Instructions for the task:
Write out, word for word, the part of the listing below that opens with the line containing "Target: ceiling light fixture" and closes with the line containing "[locate] the large", keeping both of those lines and adding no others.

■ ■ ■ ■

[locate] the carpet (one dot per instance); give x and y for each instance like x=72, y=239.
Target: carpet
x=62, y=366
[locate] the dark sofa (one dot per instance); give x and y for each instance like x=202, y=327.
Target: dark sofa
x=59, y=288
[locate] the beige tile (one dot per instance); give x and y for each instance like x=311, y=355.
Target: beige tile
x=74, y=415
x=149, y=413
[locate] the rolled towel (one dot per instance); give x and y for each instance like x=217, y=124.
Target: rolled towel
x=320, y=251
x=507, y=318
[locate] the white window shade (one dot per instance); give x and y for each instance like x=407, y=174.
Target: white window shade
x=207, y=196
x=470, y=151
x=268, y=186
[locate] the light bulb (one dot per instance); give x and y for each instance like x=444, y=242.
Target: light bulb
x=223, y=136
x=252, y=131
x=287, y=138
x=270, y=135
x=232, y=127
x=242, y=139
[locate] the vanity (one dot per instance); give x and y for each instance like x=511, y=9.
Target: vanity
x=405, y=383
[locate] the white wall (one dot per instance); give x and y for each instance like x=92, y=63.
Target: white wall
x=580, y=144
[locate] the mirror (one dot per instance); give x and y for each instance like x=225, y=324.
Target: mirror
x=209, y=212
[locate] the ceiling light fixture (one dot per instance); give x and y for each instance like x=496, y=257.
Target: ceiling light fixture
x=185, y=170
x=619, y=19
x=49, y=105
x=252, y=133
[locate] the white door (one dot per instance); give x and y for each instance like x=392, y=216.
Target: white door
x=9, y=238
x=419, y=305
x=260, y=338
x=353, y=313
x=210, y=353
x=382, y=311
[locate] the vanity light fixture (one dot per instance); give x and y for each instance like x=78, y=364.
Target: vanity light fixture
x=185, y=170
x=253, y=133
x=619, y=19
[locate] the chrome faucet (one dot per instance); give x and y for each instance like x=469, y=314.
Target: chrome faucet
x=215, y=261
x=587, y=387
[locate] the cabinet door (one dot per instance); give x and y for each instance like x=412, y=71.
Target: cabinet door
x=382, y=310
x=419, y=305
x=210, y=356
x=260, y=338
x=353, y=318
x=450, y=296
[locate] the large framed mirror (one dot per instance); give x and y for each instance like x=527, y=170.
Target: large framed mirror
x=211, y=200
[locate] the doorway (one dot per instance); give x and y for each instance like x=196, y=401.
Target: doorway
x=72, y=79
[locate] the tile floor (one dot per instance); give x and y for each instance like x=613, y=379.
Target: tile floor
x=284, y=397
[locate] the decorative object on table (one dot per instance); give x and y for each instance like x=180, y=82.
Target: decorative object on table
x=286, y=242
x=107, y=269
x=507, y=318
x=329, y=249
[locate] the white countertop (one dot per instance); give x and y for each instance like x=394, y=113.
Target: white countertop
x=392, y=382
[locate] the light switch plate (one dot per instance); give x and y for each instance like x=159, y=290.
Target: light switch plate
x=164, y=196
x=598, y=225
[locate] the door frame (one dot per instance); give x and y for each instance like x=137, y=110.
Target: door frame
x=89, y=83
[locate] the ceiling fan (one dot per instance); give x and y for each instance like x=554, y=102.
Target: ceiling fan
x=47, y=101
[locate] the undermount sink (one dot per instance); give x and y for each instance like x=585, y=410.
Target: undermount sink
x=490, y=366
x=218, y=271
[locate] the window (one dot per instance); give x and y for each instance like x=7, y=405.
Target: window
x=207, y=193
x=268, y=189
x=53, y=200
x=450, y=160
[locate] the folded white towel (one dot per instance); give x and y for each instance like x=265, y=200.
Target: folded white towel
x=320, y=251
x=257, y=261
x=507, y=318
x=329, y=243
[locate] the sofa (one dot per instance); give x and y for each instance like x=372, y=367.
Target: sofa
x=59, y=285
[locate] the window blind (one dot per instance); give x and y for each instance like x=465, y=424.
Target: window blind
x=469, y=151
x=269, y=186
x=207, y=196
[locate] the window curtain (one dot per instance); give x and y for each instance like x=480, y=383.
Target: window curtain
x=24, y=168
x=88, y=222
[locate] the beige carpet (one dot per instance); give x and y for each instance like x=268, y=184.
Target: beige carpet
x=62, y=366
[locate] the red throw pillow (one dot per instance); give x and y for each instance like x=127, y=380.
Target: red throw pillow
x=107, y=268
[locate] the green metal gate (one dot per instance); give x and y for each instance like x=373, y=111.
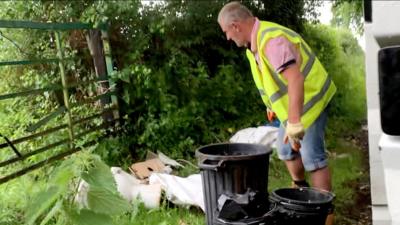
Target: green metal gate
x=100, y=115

■ ■ ■ ■

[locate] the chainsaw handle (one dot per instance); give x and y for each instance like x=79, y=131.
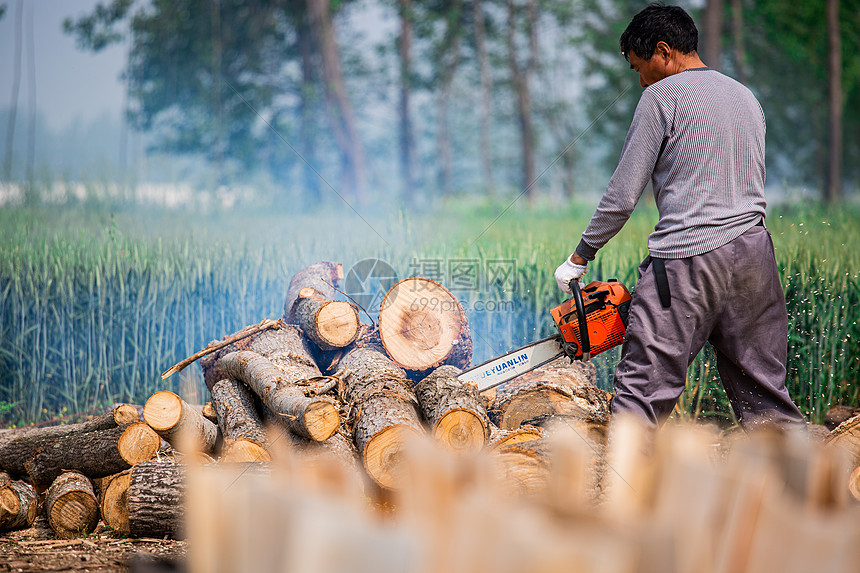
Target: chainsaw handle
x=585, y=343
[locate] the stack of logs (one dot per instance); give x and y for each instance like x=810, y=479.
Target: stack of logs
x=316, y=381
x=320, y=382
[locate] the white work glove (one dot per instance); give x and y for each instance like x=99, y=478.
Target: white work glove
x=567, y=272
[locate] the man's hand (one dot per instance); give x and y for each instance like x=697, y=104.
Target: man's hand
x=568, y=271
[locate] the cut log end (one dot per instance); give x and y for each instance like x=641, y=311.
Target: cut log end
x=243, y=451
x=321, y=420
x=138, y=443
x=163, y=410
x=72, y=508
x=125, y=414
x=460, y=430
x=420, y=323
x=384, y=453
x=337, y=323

■ ■ ■ ■

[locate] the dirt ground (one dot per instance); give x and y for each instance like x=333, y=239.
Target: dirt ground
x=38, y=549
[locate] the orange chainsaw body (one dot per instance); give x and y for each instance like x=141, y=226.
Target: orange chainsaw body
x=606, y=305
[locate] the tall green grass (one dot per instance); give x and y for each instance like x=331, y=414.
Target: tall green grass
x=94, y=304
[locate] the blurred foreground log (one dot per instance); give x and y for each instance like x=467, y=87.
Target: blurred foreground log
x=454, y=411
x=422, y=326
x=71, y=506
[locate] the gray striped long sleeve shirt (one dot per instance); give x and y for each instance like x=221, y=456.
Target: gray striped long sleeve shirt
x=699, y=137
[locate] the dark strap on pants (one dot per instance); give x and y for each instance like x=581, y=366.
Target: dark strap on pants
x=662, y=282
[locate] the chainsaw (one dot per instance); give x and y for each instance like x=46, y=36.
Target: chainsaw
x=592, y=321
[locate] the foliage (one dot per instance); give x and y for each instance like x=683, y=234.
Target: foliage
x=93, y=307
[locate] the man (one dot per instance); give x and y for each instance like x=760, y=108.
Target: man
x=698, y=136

■ ■ ■ ■

Answer to this problem:
Target: ceiling light fixture
x=185, y=170
x=619, y=19
x=49, y=105
x=252, y=133
[locate] the white door (one dot per instance); give x and y for each instance like x=392, y=216.
Target: white door
x=9, y=238
x=419, y=305
x=260, y=338
x=353, y=313
x=210, y=353
x=382, y=311
[locate] the vanity light fixture (one dot per instance); give x and y for each instance like x=78, y=364.
Target: vanity light fixture
x=185, y=170
x=253, y=133
x=619, y=19
[locate] the chrome faucet (one dot per instance); give x and y for each instance like x=469, y=314.
Target: chrome faucet
x=215, y=261
x=587, y=387
[locate] the cabinet door (one dot per instance); give x and y for each instance like x=412, y=71.
Target: cabinet door
x=382, y=310
x=419, y=305
x=210, y=356
x=260, y=338
x=353, y=318
x=450, y=296
[locate] the large framed mirror (one dot per instance); give x and y for each instance like x=527, y=170.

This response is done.